§ CONSIGNE
Recopiez mot pour mot, s'il vous plaît, le passage du texte fourni allant de « Dans son précédent » jusqu'à « parfois très court. ».

§ TEXTE FOURNI
● ● ● ● ●

Loup y es-tu ? Clara Bouffartigue, 2021, 85 minutes.
Dans son précédent film, Tempête sous un crâne (2012), Clara Bouffartigue nous plongeait au cœur du métier d’enseignant en suivant pendant une année scolaire deux professeures aux prises avec une classe réputée difficile dans leur établissement. Avec Loup y es-tu elle nous fait pénétrer dans un établissement de soin thérapeutique, le CMPP Claude Bernard. Mais cette fois elle ne s’attache pas prioritairement à deux ou trois personnages. Elle nous donne plutôt une vue d’ensemble des activités de l’établissement. Elle nous propose donc un film choral où l’on rencontre de nombreux enfants et adolescents, ainsi que leurs parents et le personnel soignant. Tous filmés dans des situations variées, pour un temps parfois très court.

● ● ● ● ●

§ DONNÉES SOURCES

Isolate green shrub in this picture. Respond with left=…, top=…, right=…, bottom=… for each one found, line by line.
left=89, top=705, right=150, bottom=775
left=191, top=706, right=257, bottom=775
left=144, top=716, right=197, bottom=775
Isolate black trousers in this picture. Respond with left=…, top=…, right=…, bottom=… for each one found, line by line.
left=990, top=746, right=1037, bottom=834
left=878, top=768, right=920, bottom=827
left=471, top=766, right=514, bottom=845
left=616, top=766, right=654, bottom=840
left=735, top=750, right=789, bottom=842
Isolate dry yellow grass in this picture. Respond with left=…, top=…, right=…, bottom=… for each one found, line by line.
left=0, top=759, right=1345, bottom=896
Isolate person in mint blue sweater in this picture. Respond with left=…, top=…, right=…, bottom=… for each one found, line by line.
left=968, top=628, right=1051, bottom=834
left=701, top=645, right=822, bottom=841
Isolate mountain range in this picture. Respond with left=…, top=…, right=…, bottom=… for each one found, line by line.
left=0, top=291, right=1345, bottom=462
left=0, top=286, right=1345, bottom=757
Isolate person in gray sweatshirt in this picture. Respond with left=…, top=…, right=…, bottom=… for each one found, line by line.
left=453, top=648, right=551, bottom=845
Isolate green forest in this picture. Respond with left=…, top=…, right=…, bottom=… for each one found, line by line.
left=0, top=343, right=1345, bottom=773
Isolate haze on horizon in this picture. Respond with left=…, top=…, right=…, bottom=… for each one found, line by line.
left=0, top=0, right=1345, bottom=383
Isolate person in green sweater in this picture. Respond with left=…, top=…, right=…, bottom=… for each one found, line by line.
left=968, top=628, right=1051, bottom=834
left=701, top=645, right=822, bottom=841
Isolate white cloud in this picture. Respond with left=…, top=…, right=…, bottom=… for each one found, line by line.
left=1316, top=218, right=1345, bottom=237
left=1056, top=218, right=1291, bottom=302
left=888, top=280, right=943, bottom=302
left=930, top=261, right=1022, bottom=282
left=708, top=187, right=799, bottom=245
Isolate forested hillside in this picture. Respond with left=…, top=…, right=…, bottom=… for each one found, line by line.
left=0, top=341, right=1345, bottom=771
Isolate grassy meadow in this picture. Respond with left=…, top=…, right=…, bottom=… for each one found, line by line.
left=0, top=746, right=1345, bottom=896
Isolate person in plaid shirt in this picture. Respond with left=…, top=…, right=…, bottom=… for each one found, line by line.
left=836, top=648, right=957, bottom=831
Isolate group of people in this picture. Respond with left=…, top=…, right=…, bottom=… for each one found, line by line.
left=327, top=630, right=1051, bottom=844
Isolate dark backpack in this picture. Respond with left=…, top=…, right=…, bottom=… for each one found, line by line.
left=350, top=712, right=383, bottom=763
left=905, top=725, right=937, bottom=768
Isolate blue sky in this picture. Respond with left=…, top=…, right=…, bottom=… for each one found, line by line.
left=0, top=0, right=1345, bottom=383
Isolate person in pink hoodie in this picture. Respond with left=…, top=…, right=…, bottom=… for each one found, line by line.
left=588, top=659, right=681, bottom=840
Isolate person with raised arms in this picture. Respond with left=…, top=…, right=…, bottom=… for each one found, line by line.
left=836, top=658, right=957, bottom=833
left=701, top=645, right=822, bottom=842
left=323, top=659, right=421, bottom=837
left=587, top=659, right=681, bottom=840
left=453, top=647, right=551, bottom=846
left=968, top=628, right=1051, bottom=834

● ● ● ● ●

§ VOTRE RÉPONSE
Dans son précédent film, Tempête sous un crâne (2012), Clara Bouffartigue nous plongeait au cœur du métier d’enseignant en suivant pendant une année scolaire deux professeures aux prises avec une classe réputée difficile dans leur établissement. Avec Loup y es-tu elle nous fait pénétrer dans un établissement de soin thérapeutique, le CMPP Claude Bernard. Mais cette fois elle ne s’attache pas prioritairement à deux ou trois personnages. Elle nous donne plutôt une vue d’ensemble des activités de l’établissement. Elle nous propose donc un film choral où l’on rencontre de nombreux enfants et adolescents, ainsi que leurs parents et le personnel soignant. Tous filmés dans des situations variées, pour un temps parfois très court.